- GIVEN REQUEST: Output all of the entries exactly as written.

- SOURCE MATERIAL:
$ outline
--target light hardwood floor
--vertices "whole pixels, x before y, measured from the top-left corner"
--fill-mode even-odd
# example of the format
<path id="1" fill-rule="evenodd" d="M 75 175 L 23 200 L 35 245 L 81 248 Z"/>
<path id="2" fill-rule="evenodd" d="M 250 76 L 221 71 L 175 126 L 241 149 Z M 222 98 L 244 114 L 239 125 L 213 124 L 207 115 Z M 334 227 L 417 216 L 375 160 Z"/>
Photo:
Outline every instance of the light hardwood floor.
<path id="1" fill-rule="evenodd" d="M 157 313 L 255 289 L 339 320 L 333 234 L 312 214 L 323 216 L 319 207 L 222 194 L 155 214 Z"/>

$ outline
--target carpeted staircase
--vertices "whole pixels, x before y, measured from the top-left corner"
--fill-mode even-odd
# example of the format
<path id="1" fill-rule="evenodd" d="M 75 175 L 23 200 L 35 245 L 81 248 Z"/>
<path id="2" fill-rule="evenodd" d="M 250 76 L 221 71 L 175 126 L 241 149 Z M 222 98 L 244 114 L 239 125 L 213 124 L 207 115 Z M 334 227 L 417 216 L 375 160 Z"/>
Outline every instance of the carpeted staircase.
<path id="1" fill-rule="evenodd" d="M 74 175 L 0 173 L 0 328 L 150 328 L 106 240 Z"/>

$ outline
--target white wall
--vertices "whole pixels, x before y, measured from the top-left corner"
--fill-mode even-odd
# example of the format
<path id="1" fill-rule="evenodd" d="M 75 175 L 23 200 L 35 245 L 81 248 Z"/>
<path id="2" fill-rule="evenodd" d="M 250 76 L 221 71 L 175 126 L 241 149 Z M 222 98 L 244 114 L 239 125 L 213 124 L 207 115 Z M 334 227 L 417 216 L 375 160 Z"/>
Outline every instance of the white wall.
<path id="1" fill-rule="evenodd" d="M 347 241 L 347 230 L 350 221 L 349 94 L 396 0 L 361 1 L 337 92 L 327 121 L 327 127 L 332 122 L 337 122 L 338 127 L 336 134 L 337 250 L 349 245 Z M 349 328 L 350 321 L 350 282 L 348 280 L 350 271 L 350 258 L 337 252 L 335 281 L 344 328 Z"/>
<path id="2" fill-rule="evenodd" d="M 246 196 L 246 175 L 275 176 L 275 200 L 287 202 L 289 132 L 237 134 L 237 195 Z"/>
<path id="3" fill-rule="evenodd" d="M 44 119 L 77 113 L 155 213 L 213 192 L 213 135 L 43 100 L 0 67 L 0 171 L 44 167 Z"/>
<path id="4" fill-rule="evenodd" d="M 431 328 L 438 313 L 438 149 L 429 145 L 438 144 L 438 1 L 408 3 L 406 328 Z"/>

- SOLUTION TO THIS PROBLEM:
$ outline
--target light hardwood floor
--vertices "whole pixels, x before y, measured from the top-left corner"
--fill-mode even-odd
# example of the format
<path id="1" fill-rule="evenodd" d="M 75 175 L 23 200 L 35 245 L 81 248 Z"/>
<path id="2" fill-rule="evenodd" d="M 250 76 L 221 71 L 175 126 L 241 149 Z M 222 98 L 244 114 L 239 125 L 213 124 L 207 115 Z M 334 227 L 417 216 L 375 160 Z"/>
Photo:
Outline every instance of the light hardwood floor.
<path id="1" fill-rule="evenodd" d="M 157 313 L 255 289 L 339 320 L 333 234 L 312 214 L 323 216 L 319 207 L 222 194 L 155 214 Z"/>

$ outline
--target carpeted staircase
--vertices "whole pixels, x before y, measured from the top-left corner"
--fill-mode even-odd
# example of the format
<path id="1" fill-rule="evenodd" d="M 75 175 L 23 200 L 35 245 L 81 248 Z"/>
<path id="2" fill-rule="evenodd" d="M 250 76 L 221 71 L 175 126 L 241 149 Z M 222 98 L 244 114 L 239 125 L 213 124 L 207 115 Z M 334 227 L 417 216 L 375 160 Z"/>
Outline every instance of the carpeted staircase.
<path id="1" fill-rule="evenodd" d="M 74 175 L 0 173 L 0 328 L 150 328 L 106 240 Z"/>

$ outline
--target white wall
--vertices "whole pixels, x before y, measured from the top-left corner"
--fill-mode even-odd
# example of the format
<path id="1" fill-rule="evenodd" d="M 75 175 L 23 200 L 35 245 L 81 248 Z"/>
<path id="2" fill-rule="evenodd" d="M 250 76 L 221 71 L 175 126 L 241 149 Z M 222 98 L 244 114 L 239 125 L 213 124 L 207 115 Z M 334 227 L 417 216 L 375 160 Z"/>
Outline every instance of the white wall.
<path id="1" fill-rule="evenodd" d="M 347 241 L 347 230 L 350 221 L 349 94 L 396 0 L 361 1 L 337 92 L 327 121 L 327 127 L 332 122 L 337 122 L 338 127 L 336 134 L 337 250 L 349 245 Z M 349 328 L 350 321 L 350 282 L 348 280 L 350 271 L 350 258 L 337 252 L 335 281 L 344 328 Z"/>
<path id="2" fill-rule="evenodd" d="M 246 196 L 246 175 L 275 176 L 275 200 L 287 202 L 289 132 L 237 134 L 237 195 Z"/>
<path id="3" fill-rule="evenodd" d="M 44 119 L 77 113 L 155 213 L 213 192 L 213 135 L 43 100 L 0 67 L 0 171 L 44 167 Z"/>
<path id="4" fill-rule="evenodd" d="M 431 328 L 438 313 L 438 149 L 429 145 L 438 144 L 438 1 L 408 3 L 406 328 Z"/>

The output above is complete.